Exercise instructions: Reproduce each of the records below, swapping "Indicate" for "Mark" at every occurrence and keeping every other character unchanged.

Given records:
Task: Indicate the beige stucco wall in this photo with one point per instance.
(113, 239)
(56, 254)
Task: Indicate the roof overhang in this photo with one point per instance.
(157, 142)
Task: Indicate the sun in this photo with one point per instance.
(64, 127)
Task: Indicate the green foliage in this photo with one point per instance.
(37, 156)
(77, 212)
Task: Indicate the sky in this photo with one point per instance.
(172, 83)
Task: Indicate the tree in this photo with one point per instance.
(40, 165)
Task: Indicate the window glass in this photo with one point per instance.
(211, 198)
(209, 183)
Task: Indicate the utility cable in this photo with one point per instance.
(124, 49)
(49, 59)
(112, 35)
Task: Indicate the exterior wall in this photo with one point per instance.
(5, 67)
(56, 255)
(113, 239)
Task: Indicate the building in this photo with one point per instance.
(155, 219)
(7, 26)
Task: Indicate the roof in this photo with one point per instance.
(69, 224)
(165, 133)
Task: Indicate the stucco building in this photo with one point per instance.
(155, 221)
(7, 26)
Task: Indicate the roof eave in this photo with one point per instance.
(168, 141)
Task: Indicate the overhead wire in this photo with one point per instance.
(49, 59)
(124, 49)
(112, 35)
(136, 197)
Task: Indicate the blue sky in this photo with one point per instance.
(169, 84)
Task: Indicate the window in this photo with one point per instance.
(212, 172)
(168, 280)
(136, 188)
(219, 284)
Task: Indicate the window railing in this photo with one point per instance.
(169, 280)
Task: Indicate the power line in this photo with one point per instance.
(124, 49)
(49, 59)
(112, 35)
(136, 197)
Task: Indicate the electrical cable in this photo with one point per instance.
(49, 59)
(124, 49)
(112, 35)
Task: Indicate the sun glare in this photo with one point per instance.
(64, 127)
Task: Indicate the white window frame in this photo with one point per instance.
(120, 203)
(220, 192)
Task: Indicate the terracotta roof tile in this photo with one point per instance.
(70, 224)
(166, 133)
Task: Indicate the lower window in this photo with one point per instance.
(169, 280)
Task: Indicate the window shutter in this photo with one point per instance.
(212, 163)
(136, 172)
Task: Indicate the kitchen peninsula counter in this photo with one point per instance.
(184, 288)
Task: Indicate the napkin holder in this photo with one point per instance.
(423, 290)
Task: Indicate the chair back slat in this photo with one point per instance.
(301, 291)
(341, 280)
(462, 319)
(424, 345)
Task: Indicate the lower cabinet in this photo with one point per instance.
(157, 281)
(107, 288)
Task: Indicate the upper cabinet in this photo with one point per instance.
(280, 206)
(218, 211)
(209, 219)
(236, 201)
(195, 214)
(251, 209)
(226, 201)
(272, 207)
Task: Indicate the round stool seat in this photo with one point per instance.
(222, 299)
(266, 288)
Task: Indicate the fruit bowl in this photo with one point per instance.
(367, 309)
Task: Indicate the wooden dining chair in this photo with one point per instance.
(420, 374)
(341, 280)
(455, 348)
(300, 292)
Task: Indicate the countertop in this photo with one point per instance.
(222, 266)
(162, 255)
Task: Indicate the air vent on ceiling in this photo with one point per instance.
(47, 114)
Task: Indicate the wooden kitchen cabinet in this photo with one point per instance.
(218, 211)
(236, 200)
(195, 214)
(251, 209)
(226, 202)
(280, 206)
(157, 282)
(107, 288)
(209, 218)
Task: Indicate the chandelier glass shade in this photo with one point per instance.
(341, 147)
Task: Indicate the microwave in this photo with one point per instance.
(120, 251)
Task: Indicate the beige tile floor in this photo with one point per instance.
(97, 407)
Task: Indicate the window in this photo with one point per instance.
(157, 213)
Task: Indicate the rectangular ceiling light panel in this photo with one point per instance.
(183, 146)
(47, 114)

Task solution:
Task: Mark the beige stucco wall in this photo with one point per instance.
(113, 239)
(56, 254)
Task: Mark the roof overhang in this photo with one point per instance.
(157, 142)
Task: Mark the sun in this photo with one point per instance.
(64, 127)
Task: Mark the green foliage in this photo with one point per instance.
(37, 156)
(77, 212)
Task: Mark the sky in this photo with one point per instance.
(172, 83)
Task: Mark the tree in this photo with one point per instance.
(40, 165)
Task: Mark the window glass in this photo with one point per instance.
(211, 198)
(209, 183)
Task: Mark the utility cable in this photo with one point per instance.
(124, 49)
(49, 59)
(112, 35)
Task: Mark the exterior wall in this photo with one point per instance.
(5, 67)
(56, 255)
(113, 239)
Task: Mark the building in this photo with one point per instance.
(155, 219)
(7, 26)
Task: Mark the roof in this photo with one point per instance.
(69, 224)
(165, 133)
Task: Mark the stucco building in this photo with one point per instance.
(155, 221)
(7, 26)
Task: Mark the roof eave in this photo with one point per instance.
(168, 141)
Task: Mark the overhead wire in this photo with one point per instance.
(49, 59)
(124, 49)
(112, 35)
(136, 197)
Task: Mark the blue sky in this photo with one point per instance.
(169, 84)
Task: Mark the window in this photo with one point per instance.
(212, 172)
(168, 280)
(136, 188)
(219, 284)
Task: Mark the window railing in this photo with one point per instance.
(169, 280)
Task: Mark the power line in this photo with one point per instance.
(124, 49)
(49, 59)
(112, 35)
(136, 197)
Task: Mark the electrical cable in this photo with one point per instance.
(49, 59)
(124, 49)
(112, 35)
Task: Mark the sun glare in this photo with one point per instance.
(64, 127)
Task: Mark the white window frame in this photo with one point per instance.
(120, 203)
(220, 192)
Task: Mark the terracotta roof tile in this photo with one point per instance.
(70, 224)
(166, 133)
Task: Mark the lower window in this photo with one point per instance.
(169, 280)
Task: Mark the window shutter in this photo with one point per instance.
(212, 163)
(136, 172)
Task: Mark the kitchen peninsula counter in this photo with one point per instance.
(184, 288)
Task: Mark the napkin holder in this photo with one point per instance.
(423, 290)
Task: Mark the chair back slat in this photo with one point per instance.
(301, 291)
(341, 280)
(462, 319)
(424, 345)
Task: Mark the lower cabinet in this photo with one point per instance.
(157, 281)
(107, 288)
Task: Mark the upper cabinet in this photo with one point per instance.
(280, 206)
(218, 211)
(209, 219)
(236, 201)
(195, 214)
(251, 209)
(226, 201)
(272, 207)
Task: Mark the round stool seat in this photo with one point per instance.
(222, 299)
(266, 288)
Task: Mark the fruit bowl in this photo with one point per instance.
(367, 309)
Task: Mark the wooden dining chair in this photo with one point per instance.
(420, 374)
(341, 280)
(455, 348)
(300, 292)
Task: Mark the countertop in this photo with one point per instance.
(222, 266)
(162, 255)
Task: Mark the air vent on ceiling in this photo with one point per instance.
(47, 114)
Task: Mark the wooden kitchen cabinet in this photo with one point per instance.
(218, 211)
(236, 200)
(195, 214)
(251, 209)
(226, 202)
(280, 206)
(157, 282)
(107, 288)
(209, 218)
Task: Mark the chandelier glass shade in this photo with one point per instance.
(341, 147)
Task: Mark the microwave in this photo with one point per instance.
(120, 251)
Task: Mark the beige tile floor in this photo with one point per instance.
(97, 407)
Task: Mark the window in this photo with one point per instance.
(157, 213)
Task: Mark the rectangular ceiling light panel in this photo with one point per instance.
(183, 146)
(47, 114)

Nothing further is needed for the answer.